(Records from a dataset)
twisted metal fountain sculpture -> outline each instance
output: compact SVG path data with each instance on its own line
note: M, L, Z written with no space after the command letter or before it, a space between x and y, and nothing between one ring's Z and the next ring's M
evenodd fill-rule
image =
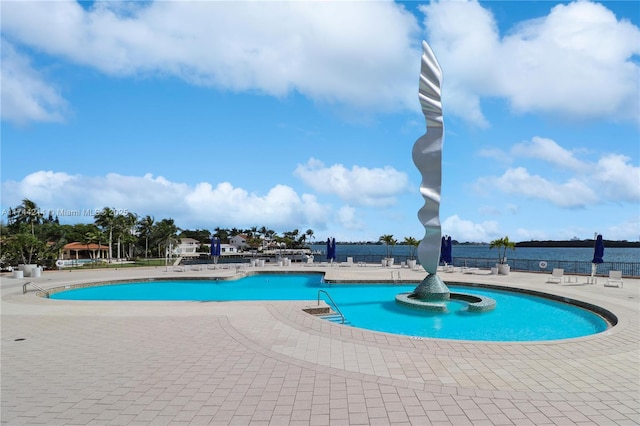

_EXERCISE GOAL_.
"with" is the word to look for; copy every line of the data that has it.

_ANSWER BOX_.
output: compact SVG path data with each instance on its own line
note: M, L, Z written with no space after the command letter or before it, a space between x and y, and nothing between one ring's Z and the next ring's M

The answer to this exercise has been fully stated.